● **DIRECTION**: Count the lines in the data below that contain the word "instance". Reply with the number alone.

● **SUPPLIED DATA**:

________

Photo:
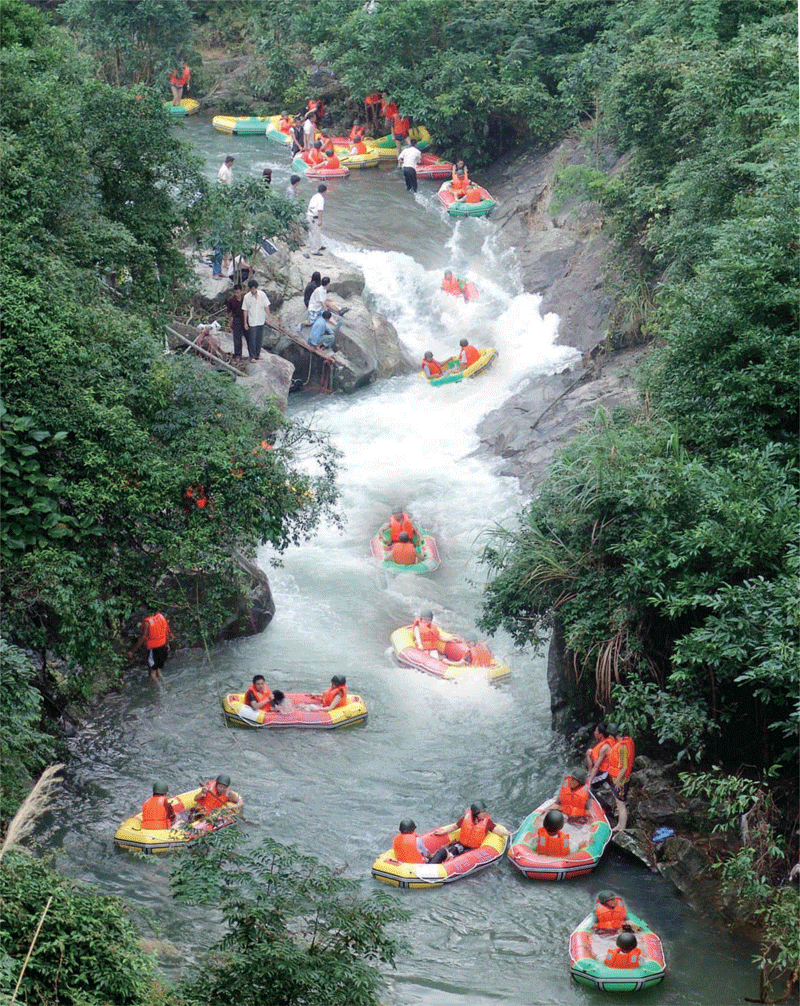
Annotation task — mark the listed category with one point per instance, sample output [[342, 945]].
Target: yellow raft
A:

________

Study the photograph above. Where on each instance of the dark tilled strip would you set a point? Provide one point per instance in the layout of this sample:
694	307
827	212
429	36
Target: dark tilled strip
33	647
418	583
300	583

________

● **SOLUTION FOR THIS EXERCISE**: 2